Problem to solve: Extract every line of the records below that contains the word "tower".

Stored rows:
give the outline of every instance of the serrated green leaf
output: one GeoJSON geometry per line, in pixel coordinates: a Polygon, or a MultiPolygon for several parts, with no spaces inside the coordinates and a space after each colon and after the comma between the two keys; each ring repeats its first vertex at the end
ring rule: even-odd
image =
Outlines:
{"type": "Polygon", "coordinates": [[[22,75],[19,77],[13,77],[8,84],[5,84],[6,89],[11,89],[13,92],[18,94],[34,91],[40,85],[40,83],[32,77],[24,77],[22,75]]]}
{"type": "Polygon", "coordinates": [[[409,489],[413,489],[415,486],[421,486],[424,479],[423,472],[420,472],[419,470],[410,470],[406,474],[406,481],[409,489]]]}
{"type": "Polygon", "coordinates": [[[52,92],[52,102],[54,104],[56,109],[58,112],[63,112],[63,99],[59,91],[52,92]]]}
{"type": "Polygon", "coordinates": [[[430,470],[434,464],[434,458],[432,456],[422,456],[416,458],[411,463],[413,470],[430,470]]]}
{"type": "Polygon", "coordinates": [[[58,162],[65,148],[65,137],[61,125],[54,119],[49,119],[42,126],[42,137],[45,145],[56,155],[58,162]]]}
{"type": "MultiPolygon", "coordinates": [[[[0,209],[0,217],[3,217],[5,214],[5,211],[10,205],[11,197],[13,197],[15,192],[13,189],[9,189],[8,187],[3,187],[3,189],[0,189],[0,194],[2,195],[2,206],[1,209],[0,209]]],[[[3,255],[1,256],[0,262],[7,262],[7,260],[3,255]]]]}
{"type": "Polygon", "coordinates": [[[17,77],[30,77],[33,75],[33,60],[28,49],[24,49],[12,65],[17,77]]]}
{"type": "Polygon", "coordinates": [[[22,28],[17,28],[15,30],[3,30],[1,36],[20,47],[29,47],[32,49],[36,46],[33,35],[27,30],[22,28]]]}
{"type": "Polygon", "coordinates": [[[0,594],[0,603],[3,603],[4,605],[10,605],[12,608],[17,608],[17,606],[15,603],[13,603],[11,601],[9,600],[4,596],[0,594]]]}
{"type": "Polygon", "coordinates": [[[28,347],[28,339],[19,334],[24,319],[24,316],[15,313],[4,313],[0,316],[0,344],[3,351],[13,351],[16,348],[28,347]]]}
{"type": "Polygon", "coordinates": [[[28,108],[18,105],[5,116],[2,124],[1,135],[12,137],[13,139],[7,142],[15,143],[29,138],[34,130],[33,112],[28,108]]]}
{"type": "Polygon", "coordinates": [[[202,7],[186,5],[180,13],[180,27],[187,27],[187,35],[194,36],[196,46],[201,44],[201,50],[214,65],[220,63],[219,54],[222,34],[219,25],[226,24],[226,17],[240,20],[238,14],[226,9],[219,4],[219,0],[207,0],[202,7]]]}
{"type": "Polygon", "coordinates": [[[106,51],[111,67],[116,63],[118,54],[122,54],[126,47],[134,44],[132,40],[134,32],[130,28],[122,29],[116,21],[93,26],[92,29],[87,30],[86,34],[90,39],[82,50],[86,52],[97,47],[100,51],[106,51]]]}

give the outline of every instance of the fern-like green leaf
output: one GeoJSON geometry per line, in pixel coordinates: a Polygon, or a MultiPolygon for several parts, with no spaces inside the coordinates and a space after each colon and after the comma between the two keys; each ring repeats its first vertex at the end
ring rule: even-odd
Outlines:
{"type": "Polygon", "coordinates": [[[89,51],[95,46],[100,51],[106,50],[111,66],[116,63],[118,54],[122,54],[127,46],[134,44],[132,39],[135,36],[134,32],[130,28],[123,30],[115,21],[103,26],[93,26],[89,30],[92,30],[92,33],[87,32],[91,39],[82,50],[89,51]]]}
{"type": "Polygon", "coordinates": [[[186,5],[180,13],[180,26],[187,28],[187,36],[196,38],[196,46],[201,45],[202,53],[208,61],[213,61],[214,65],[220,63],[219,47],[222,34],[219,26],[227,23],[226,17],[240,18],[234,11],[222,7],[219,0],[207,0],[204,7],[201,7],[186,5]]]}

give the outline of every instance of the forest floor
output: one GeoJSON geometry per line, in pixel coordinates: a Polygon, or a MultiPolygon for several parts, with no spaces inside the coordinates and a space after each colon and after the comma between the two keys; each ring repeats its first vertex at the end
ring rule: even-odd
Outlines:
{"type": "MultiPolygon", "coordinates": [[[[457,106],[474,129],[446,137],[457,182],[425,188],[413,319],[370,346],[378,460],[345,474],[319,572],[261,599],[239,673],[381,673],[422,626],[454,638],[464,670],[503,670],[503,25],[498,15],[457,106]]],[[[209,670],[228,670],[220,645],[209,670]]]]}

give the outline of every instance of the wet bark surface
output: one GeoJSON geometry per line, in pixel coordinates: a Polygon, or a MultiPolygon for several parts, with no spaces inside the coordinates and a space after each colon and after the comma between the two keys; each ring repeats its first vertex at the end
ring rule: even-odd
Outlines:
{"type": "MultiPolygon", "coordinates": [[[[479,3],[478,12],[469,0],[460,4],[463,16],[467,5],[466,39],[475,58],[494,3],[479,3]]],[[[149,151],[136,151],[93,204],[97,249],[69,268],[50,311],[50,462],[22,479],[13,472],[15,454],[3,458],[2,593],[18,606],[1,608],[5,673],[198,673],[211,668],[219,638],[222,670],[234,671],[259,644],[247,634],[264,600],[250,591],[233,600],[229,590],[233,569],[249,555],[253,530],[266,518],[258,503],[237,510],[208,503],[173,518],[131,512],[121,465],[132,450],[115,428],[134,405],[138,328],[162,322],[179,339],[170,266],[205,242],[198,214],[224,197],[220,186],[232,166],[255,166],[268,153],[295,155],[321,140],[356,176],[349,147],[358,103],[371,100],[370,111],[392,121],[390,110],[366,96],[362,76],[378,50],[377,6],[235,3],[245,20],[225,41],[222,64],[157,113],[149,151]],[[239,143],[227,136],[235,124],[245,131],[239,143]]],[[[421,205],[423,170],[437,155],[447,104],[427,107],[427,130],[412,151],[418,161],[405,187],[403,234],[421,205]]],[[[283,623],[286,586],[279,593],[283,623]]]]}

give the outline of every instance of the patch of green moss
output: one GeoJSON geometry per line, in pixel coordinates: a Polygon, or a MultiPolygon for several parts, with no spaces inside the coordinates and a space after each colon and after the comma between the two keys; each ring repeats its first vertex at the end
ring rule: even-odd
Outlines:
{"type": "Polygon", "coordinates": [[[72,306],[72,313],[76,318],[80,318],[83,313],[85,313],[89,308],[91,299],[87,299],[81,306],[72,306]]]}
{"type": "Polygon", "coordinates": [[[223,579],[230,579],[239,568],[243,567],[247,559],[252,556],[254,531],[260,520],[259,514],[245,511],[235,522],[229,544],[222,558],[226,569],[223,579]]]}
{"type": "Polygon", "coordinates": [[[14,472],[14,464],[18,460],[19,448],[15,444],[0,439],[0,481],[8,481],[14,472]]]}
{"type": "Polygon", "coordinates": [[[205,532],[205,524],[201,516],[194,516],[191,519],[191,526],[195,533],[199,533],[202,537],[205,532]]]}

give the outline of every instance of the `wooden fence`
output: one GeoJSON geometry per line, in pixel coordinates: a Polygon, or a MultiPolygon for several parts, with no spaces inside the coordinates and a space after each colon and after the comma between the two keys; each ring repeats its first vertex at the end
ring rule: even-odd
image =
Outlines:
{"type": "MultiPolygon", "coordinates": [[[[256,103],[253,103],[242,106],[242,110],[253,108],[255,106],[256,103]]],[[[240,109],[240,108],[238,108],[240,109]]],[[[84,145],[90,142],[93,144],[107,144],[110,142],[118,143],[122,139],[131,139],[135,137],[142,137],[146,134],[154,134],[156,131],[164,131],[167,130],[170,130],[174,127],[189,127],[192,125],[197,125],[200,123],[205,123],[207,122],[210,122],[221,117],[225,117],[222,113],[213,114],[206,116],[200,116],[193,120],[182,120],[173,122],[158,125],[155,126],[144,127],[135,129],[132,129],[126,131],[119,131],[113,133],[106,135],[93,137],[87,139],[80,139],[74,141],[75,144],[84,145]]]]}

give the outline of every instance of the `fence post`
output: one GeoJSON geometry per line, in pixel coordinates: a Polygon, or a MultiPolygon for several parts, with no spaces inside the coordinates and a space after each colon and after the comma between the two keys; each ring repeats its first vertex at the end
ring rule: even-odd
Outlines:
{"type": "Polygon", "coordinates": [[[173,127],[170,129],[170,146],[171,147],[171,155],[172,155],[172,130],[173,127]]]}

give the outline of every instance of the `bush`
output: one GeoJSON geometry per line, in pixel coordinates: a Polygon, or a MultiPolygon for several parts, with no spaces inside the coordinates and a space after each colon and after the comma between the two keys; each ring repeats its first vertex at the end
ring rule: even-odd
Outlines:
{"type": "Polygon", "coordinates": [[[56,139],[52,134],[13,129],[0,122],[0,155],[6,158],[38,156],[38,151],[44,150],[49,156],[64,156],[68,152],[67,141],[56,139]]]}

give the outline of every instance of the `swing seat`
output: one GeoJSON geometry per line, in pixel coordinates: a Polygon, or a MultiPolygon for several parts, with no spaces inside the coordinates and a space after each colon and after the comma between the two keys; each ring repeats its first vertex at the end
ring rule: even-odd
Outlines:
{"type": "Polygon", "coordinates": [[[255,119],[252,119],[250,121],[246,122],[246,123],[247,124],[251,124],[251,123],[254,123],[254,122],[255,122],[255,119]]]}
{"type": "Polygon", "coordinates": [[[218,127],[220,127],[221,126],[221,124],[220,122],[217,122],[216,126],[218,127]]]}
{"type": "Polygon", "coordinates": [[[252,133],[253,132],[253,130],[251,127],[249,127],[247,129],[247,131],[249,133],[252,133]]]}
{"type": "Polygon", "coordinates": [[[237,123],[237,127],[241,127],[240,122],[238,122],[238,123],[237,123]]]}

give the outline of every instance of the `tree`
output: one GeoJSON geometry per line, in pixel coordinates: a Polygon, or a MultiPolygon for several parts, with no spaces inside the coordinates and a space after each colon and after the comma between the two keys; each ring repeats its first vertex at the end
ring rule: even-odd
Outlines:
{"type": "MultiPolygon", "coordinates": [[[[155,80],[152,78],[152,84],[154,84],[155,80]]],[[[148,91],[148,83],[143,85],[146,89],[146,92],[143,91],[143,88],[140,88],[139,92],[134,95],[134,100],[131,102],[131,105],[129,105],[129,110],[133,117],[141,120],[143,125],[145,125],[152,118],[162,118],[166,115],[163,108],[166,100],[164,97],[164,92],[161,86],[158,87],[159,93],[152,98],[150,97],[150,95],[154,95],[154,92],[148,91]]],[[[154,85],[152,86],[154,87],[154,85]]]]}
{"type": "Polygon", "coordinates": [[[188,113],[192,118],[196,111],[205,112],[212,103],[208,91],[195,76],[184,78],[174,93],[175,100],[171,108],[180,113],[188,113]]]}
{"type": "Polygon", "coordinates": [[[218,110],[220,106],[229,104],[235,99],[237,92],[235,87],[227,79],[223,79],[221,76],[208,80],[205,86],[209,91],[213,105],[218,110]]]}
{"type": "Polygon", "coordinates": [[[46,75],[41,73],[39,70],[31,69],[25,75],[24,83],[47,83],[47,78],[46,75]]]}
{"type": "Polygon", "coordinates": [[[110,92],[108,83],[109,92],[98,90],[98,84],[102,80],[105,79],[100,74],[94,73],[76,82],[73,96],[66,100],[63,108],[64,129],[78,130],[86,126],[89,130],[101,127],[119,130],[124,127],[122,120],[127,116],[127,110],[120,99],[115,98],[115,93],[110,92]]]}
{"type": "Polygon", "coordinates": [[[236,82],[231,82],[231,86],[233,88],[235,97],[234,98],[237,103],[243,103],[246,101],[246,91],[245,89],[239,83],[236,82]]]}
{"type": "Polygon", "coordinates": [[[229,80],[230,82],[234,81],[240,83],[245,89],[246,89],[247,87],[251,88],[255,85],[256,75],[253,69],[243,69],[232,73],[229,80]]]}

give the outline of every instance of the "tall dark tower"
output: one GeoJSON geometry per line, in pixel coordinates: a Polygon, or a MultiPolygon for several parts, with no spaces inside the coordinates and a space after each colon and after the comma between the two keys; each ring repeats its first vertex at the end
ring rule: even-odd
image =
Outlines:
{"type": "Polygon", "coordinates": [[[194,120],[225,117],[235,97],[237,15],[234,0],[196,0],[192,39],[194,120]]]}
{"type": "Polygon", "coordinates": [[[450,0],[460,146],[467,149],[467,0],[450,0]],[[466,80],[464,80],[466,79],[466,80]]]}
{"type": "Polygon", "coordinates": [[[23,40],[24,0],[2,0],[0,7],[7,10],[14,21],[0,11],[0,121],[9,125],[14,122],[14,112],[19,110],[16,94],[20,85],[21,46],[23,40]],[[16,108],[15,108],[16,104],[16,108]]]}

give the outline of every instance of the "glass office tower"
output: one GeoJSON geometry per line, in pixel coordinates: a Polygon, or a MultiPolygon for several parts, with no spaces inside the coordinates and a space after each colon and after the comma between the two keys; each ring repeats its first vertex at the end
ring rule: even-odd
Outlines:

Correct output:
give the outline of every instance of the "tall dark tower"
give the outline of every instance of the "glass office tower"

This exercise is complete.